## start
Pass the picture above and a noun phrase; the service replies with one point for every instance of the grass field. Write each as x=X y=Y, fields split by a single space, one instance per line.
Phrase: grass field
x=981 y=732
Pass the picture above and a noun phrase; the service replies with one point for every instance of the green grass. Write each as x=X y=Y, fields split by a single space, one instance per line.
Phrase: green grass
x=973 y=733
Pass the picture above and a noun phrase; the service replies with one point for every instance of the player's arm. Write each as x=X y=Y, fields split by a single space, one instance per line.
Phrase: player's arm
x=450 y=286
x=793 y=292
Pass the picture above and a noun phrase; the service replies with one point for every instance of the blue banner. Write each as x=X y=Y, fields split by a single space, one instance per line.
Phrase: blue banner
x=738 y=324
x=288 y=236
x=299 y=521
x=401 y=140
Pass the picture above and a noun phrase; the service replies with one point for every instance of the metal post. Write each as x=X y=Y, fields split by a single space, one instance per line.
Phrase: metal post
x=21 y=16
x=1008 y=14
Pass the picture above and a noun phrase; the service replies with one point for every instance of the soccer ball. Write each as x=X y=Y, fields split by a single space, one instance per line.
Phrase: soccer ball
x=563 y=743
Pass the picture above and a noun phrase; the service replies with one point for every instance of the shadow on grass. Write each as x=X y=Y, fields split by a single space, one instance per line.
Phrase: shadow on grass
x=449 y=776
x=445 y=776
## end
Description of the task -
Copy the records from the line containing "of the metal" through the end of the records, requests included. Multiply every x and y coordinate in the answers by 0.7 and round to whole numbers, with halves rounding up.

Written solution -
Pass the picture above and a noun phrase; the service replies with one point for every instance of the metal post. Write each as x=X y=Y, fields split by a single space, one instance per line.
Phrase: metal post
x=15 y=11
x=706 y=10
Pass the picture above and a noun phrase; the service replies with one point for every instance of the soccer ball. Write each as x=X y=Y, fields split by a single space, one instance per line.
Phrase: soccer ball
x=394 y=520
Pass the picture above and a noun phrase; the service replies with one point for every instance of the shadow on grass. Write each as x=X y=Y, fields split by a single space, one instance per line.
Phrase: shadow on grass
x=314 y=543
x=312 y=543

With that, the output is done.